**TASK GOAL:** Extract from the listing below every line that contains the word "instance", and copy each line in full.

**GIVEN INFORMATION:**
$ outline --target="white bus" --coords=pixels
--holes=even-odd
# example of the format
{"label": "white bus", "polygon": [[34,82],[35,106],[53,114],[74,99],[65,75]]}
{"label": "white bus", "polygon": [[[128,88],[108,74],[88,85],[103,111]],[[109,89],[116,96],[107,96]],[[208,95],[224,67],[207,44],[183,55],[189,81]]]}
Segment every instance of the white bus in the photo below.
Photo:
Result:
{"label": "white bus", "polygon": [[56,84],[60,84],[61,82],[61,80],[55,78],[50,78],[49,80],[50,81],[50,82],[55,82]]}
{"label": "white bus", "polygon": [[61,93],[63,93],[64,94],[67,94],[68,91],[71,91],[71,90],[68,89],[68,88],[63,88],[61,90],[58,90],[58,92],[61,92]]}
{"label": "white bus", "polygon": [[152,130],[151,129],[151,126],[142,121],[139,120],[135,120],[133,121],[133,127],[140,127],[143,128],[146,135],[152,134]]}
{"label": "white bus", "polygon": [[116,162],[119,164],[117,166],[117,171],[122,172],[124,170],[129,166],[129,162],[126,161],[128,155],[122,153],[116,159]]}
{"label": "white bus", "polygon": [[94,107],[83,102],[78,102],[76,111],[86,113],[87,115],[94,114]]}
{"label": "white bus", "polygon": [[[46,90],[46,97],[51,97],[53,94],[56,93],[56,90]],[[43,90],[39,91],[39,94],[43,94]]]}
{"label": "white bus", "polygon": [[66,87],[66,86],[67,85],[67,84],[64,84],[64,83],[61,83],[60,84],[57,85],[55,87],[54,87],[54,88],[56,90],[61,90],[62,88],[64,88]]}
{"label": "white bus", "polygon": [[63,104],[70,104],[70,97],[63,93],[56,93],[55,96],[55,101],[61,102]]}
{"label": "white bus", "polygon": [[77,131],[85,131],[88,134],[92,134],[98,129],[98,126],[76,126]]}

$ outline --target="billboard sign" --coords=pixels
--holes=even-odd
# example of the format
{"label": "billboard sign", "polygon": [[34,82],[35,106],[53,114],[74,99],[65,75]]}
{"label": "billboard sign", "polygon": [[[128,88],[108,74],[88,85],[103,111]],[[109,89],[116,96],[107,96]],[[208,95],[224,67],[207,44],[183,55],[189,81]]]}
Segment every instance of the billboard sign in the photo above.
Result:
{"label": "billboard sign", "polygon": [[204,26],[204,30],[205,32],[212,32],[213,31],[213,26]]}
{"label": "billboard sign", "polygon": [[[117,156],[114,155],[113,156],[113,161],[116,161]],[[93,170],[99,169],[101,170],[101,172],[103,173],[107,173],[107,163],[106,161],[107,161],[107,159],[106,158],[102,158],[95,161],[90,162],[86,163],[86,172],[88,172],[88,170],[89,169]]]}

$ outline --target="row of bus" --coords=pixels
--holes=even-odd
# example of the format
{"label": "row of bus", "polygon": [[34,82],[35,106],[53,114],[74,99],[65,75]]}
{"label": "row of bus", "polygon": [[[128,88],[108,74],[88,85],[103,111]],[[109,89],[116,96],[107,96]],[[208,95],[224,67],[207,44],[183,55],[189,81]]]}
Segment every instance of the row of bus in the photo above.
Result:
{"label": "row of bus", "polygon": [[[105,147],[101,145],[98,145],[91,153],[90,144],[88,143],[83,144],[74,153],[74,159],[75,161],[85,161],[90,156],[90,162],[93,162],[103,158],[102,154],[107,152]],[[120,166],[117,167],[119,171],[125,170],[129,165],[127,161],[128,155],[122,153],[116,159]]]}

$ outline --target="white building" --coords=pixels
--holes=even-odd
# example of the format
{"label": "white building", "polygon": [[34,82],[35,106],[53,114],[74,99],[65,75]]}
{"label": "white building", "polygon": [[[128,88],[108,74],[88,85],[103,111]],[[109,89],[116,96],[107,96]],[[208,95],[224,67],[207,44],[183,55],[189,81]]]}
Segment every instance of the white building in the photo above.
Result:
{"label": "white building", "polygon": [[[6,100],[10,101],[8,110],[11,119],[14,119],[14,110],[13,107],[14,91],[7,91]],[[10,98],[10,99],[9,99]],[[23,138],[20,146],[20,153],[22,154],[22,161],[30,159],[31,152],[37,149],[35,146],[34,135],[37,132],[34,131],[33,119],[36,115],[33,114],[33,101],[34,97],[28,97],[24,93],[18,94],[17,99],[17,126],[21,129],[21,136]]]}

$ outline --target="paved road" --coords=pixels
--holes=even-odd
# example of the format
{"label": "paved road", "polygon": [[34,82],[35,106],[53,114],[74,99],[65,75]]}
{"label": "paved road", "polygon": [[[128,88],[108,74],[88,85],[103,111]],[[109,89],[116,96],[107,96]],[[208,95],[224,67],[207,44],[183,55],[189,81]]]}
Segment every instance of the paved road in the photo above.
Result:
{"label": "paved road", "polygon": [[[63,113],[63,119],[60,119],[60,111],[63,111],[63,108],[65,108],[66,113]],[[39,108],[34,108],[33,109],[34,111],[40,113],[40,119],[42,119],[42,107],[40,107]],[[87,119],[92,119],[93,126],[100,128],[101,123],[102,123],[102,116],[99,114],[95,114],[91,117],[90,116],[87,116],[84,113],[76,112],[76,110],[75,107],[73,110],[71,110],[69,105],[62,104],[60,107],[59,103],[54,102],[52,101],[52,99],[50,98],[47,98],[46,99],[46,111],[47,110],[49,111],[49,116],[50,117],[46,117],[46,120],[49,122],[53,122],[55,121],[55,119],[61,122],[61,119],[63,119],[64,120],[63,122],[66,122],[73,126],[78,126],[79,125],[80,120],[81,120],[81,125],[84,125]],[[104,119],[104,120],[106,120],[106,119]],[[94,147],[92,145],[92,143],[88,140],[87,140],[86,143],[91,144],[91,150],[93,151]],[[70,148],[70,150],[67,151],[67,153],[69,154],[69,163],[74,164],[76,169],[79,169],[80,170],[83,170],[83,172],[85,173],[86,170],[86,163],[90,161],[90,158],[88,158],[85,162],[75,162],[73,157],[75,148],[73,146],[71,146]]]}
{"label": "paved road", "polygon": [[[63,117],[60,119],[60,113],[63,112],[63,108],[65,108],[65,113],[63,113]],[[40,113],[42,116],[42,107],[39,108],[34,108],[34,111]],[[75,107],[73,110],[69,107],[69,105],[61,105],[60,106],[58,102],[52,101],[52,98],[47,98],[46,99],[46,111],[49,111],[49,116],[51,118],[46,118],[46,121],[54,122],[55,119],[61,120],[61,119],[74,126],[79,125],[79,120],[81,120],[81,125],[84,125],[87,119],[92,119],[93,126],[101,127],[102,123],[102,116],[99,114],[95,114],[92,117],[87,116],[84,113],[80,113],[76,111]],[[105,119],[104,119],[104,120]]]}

**SOLVED EXERCISE:**
Segment every instance of the white bus in the photo below.
Segment every instance of the billboard sign in the photo above.
Segment every instance of the row of bus in the photo above.
Segment every instance of the white building in the photo above.
Segment every instance of the paved road in the photo above.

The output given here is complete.